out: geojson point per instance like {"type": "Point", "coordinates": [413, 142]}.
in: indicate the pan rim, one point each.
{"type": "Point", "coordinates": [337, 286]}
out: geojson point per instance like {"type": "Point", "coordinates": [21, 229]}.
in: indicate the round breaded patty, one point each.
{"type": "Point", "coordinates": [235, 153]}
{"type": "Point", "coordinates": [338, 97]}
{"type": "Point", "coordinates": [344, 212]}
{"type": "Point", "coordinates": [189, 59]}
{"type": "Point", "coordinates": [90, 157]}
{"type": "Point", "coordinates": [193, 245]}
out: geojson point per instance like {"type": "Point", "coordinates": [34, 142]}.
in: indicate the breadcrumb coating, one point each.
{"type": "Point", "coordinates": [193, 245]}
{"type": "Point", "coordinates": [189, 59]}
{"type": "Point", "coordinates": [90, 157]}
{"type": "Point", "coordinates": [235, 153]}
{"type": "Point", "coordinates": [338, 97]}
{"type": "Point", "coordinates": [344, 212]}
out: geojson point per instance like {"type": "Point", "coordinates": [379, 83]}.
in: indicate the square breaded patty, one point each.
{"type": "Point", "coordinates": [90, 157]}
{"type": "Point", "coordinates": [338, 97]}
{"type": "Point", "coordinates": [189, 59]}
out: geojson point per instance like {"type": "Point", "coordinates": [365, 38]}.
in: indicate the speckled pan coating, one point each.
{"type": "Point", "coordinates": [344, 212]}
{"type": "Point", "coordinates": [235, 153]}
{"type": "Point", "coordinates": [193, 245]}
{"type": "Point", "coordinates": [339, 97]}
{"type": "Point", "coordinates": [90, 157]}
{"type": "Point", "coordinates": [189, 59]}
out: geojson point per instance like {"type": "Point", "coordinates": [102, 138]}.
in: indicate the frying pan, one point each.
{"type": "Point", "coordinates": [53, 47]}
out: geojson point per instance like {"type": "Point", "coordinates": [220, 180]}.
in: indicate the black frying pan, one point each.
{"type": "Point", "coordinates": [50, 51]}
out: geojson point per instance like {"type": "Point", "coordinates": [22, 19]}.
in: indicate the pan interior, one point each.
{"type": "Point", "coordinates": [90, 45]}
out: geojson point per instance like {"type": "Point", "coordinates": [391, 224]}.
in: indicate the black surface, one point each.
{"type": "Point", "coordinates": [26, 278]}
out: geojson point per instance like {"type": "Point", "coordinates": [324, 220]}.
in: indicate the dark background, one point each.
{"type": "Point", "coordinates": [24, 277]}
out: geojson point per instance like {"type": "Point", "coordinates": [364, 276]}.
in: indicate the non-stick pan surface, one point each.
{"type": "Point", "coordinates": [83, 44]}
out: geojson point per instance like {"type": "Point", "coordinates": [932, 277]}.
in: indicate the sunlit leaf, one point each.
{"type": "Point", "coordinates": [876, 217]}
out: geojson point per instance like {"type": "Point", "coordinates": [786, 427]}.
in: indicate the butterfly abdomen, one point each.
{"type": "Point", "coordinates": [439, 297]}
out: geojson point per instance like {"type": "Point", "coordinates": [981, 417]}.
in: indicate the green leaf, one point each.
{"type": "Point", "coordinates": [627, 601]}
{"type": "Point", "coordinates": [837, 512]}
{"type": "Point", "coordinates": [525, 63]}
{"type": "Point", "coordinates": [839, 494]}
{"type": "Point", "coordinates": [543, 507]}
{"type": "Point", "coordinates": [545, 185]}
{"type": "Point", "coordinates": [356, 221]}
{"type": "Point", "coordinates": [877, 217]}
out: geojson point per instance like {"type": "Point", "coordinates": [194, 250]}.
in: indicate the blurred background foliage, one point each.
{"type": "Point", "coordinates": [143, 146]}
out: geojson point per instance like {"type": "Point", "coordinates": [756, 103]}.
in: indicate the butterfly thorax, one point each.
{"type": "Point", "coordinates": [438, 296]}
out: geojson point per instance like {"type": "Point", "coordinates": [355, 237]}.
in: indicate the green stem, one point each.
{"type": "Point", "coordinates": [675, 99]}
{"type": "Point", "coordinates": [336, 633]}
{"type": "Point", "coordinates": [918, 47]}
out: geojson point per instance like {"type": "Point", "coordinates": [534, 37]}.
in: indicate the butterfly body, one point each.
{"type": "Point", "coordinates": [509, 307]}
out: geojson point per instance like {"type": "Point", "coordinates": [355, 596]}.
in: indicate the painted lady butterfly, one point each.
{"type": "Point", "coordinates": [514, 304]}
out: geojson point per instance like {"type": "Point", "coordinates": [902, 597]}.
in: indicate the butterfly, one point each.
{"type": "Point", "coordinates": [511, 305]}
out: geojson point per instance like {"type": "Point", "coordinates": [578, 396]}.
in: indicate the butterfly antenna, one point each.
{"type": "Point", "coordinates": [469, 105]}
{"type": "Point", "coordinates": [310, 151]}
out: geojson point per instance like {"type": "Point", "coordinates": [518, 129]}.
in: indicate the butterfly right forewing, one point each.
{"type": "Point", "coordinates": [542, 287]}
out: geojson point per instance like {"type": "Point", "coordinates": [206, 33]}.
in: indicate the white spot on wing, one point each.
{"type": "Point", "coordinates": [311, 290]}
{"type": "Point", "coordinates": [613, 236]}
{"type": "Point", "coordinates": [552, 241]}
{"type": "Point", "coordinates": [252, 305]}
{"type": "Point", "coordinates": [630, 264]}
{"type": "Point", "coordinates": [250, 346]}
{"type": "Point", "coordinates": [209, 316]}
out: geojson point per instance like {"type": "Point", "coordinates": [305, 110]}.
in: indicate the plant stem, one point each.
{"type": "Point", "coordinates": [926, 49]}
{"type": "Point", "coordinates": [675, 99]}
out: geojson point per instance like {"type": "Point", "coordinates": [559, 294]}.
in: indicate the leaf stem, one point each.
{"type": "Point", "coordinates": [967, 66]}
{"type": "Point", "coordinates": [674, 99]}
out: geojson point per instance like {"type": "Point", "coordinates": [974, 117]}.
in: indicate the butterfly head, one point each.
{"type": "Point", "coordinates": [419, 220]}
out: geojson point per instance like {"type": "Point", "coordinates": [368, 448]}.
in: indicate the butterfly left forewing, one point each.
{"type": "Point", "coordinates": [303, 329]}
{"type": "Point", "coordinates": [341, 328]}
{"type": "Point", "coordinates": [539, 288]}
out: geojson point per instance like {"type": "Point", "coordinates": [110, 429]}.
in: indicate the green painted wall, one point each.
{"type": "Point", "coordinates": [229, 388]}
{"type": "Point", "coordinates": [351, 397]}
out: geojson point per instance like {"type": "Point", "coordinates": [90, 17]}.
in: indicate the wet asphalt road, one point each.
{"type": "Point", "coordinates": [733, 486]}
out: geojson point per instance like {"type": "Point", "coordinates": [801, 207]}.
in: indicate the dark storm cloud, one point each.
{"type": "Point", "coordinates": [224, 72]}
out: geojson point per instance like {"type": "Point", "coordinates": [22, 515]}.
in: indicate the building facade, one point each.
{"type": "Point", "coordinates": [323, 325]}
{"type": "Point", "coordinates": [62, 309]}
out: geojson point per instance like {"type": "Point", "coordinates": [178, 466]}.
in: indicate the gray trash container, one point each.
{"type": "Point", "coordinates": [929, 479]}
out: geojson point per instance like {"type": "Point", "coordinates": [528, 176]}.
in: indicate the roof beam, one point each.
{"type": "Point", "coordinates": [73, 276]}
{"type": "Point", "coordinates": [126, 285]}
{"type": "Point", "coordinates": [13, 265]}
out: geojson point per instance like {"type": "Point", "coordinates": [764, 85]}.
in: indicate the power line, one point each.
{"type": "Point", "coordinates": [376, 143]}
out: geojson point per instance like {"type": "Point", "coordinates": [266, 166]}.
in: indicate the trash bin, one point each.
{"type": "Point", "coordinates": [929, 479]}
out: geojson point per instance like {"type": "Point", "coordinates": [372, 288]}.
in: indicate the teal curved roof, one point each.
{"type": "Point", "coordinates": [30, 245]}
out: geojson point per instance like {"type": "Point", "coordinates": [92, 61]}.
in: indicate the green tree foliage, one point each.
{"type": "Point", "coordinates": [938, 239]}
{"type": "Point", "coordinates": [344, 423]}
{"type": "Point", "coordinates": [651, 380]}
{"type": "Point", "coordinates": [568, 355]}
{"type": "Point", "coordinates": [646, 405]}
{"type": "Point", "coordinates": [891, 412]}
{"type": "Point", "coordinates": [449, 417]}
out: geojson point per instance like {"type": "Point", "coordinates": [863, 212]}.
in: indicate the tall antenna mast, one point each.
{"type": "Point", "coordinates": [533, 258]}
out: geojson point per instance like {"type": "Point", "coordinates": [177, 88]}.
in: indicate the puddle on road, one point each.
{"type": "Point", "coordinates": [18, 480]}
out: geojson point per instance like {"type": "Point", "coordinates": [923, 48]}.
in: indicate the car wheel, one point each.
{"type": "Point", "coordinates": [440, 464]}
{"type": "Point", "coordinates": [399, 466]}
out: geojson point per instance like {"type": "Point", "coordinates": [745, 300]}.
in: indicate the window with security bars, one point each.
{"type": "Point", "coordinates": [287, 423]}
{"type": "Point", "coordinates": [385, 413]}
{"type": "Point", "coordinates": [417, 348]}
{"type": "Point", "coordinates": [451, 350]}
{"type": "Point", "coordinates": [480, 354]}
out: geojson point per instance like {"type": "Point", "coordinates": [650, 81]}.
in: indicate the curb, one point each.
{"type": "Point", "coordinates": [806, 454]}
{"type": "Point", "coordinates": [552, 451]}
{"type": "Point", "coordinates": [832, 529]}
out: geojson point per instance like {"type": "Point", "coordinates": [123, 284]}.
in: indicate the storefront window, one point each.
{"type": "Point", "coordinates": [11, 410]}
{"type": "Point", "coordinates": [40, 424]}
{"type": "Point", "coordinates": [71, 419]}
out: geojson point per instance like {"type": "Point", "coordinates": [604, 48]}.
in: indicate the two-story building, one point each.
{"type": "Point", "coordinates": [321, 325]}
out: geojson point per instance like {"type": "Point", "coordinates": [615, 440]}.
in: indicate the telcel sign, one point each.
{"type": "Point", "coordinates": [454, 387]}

* [Aim]: Count the lines of the material above that contain the string "foliage" and reply with the number alone.

* [Reply to the task]: 2